BEGIN INFORMATION GIVEN
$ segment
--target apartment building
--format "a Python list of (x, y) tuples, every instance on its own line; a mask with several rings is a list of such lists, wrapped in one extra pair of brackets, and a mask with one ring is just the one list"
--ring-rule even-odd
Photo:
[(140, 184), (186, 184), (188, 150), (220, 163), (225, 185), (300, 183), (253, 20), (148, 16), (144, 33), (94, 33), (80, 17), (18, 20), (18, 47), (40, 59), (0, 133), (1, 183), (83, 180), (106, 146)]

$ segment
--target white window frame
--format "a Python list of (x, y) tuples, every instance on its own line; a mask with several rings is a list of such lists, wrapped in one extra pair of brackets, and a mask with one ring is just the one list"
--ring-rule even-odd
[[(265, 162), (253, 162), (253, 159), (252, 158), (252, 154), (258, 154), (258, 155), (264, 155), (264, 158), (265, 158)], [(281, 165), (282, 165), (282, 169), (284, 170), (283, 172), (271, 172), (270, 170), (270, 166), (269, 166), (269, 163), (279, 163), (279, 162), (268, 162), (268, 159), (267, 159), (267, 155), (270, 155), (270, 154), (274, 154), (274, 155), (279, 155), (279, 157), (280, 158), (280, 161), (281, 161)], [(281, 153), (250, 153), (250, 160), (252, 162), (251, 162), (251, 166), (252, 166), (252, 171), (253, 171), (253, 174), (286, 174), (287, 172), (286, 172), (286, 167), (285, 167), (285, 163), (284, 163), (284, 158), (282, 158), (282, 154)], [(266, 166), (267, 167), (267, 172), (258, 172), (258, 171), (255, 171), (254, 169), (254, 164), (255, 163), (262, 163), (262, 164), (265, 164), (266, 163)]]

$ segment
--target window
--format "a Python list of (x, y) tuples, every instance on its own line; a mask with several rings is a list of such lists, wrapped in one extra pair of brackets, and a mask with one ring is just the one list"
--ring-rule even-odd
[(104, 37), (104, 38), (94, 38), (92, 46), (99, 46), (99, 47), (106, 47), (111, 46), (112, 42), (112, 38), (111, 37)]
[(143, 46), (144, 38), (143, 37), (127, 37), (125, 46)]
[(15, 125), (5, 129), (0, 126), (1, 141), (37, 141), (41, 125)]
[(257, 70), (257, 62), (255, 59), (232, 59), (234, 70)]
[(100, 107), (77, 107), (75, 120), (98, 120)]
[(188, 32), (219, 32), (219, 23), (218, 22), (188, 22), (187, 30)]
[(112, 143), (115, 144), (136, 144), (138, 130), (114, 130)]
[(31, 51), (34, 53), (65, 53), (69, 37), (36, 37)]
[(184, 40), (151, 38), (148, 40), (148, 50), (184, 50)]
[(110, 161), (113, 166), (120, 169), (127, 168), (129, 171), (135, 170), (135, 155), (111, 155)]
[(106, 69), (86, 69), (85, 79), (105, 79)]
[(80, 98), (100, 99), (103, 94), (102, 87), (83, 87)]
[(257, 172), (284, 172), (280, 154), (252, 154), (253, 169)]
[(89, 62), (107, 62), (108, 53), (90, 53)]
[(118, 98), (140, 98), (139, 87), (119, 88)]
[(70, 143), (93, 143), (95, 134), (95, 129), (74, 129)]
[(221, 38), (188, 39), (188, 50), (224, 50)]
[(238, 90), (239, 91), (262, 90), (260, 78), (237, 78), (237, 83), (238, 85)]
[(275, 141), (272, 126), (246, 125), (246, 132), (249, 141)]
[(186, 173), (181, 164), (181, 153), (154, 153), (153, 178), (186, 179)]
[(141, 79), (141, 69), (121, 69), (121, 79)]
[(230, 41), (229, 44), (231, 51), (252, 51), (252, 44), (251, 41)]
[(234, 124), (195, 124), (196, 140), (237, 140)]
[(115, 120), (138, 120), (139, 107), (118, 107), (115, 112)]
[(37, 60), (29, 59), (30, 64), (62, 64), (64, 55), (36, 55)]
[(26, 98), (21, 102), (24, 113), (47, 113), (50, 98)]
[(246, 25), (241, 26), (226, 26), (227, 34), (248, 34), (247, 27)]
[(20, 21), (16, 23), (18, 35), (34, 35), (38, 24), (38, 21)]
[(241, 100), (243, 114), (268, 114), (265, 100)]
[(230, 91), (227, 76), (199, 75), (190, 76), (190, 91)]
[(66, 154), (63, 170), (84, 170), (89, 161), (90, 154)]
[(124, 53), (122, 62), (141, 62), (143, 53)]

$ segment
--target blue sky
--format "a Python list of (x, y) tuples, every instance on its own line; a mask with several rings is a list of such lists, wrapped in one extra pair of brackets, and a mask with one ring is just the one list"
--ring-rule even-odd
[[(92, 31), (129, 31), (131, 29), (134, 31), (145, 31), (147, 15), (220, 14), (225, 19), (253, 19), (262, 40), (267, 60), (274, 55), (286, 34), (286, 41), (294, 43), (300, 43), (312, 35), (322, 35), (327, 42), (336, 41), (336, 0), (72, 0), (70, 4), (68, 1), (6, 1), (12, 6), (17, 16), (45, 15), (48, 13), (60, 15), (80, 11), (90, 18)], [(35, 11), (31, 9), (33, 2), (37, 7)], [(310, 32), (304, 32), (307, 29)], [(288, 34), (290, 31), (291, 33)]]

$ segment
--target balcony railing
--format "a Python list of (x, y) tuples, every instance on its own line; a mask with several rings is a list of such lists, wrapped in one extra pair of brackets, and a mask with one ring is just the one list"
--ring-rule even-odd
END INFORMATION GIVEN
### THE REQUEST
Rewrite all the records above, changing every "even-odd" to "nonzero" and leaving everything else unchanged.

### THE COMPLETED TASK
$ segment
--target apartment building
--format "a Python list of (x, y) tuples, every instance on its own line; a mask with several rings is a list of such lists, wrapped in one extra pair of brackets, and a mask with one ring is just the one list"
--ring-rule nonzero
Photo:
[(140, 184), (186, 184), (188, 150), (220, 163), (225, 185), (300, 183), (253, 20), (148, 16), (144, 33), (94, 33), (80, 17), (18, 20), (18, 47), (40, 59), (0, 133), (1, 183), (83, 180), (106, 146)]

$ segment
--target white window frame
--format "a Python list of (x, y) tuples, every instance on its own line; a mask with several rings is a list of such lists, wrapped in one extra pair of brackets, and a mask with one ring is just the one list"
--ring-rule nonzero
[[(265, 162), (253, 162), (253, 159), (252, 158), (252, 154), (258, 154), (258, 155), (264, 155), (264, 158), (265, 158)], [(281, 165), (282, 165), (282, 169), (284, 170), (283, 172), (271, 172), (270, 170), (270, 166), (269, 166), (269, 163), (279, 163), (279, 162), (268, 162), (268, 159), (267, 159), (267, 155), (270, 155), (270, 154), (274, 154), (274, 155), (279, 155), (279, 157), (280, 158), (280, 161), (281, 161)], [(281, 153), (250, 153), (250, 160), (252, 162), (251, 162), (251, 166), (252, 166), (252, 171), (253, 171), (253, 174), (286, 174), (287, 172), (286, 172), (286, 167), (285, 167), (285, 163), (284, 163), (284, 158), (282, 158), (282, 154)], [(266, 166), (267, 167), (267, 172), (258, 172), (258, 171), (255, 171), (254, 169), (254, 164), (255, 163), (262, 163), (262, 164), (265, 164), (266, 163)]]

$ segment
--target window
--format "a Python list of (x, y) tuples, every instance on its own line; a mask with several rings is a list of such lists, wrapped in one extra pair of brackets, and a mask with one ring is just the one list"
--ring-rule nonzero
[(104, 37), (104, 38), (94, 38), (92, 46), (99, 46), (99, 47), (106, 47), (111, 46), (112, 42), (112, 38), (111, 37)]
[(143, 46), (144, 38), (143, 37), (127, 37), (125, 46)]
[(15, 125), (5, 129), (0, 126), (1, 141), (37, 141), (41, 125)]
[(257, 70), (257, 62), (255, 59), (232, 59), (234, 70)]
[(100, 107), (77, 107), (75, 120), (98, 120)]
[(188, 32), (219, 32), (219, 23), (218, 22), (188, 22), (187, 30)]
[(112, 143), (115, 144), (136, 144), (138, 130), (114, 130)]
[(31, 51), (34, 53), (65, 53), (69, 37), (36, 37)]
[(184, 40), (151, 38), (148, 40), (148, 50), (184, 50)]
[(110, 161), (113, 166), (120, 169), (127, 168), (129, 171), (135, 170), (135, 155), (111, 155)]
[(106, 69), (86, 69), (85, 79), (105, 79)]
[(80, 98), (100, 99), (103, 94), (102, 87), (83, 87)]
[(257, 172), (284, 172), (280, 154), (252, 154), (253, 169)]
[(89, 62), (107, 62), (108, 53), (90, 53)]
[(118, 98), (140, 98), (139, 87), (119, 88)]
[(70, 143), (93, 143), (95, 134), (95, 129), (74, 129)]
[(221, 38), (188, 39), (188, 50), (224, 50)]
[(238, 90), (239, 91), (262, 90), (260, 78), (237, 78), (237, 83), (238, 85)]
[(275, 141), (272, 126), (246, 125), (246, 132), (249, 141)]
[(186, 173), (181, 164), (181, 153), (154, 153), (153, 178), (186, 179)]
[(141, 79), (141, 69), (121, 69), (121, 79)]
[(230, 41), (229, 44), (231, 51), (252, 51), (252, 44), (251, 41)]
[(234, 124), (195, 124), (196, 140), (237, 140)]
[(115, 120), (138, 120), (139, 107), (118, 107), (115, 112)]
[(37, 60), (29, 59), (30, 64), (62, 64), (64, 55), (36, 55)]
[(26, 98), (21, 102), (24, 113), (47, 113), (50, 98)]
[(246, 25), (241, 26), (226, 26), (227, 34), (248, 34), (247, 27)]
[(20, 21), (16, 23), (18, 35), (34, 35), (38, 24), (38, 21)]
[(241, 100), (243, 114), (268, 114), (265, 100)]
[(230, 91), (227, 76), (199, 75), (190, 76), (190, 91)]
[(66, 154), (63, 170), (84, 170), (89, 161), (90, 154)]
[(124, 53), (122, 62), (141, 62), (143, 53)]

$ segment
--target blue sky
--format "a Python list of (x, y) tuples, every instance on its own line; a mask with several rings is a list of such lists, wrapped in one extra pair of brackets, and a mask with one ring is just the one list"
--ring-rule nonzero
[[(92, 31), (129, 31), (131, 29), (134, 31), (145, 31), (147, 15), (220, 14), (225, 19), (253, 19), (262, 40), (267, 60), (274, 55), (286, 34), (286, 41), (294, 43), (300, 43), (312, 35), (322, 35), (327, 42), (336, 41), (336, 0), (72, 0), (70, 4), (68, 1), (6, 1), (12, 6), (17, 16), (45, 15), (48, 13), (60, 15), (80, 11), (90, 18)], [(35, 11), (31, 9), (33, 2), (37, 7)], [(310, 32), (304, 32), (307, 29)], [(288, 34), (290, 31), (291, 33)]]

$ segment
--target balcony railing
--format "a Python list of (x, y) tuples, every instance on its own line; a mask with several rings is a list of such lists, wrapped in one extra pair of brackets, and a mask with one ring is just the one list"
--ring-rule nonzero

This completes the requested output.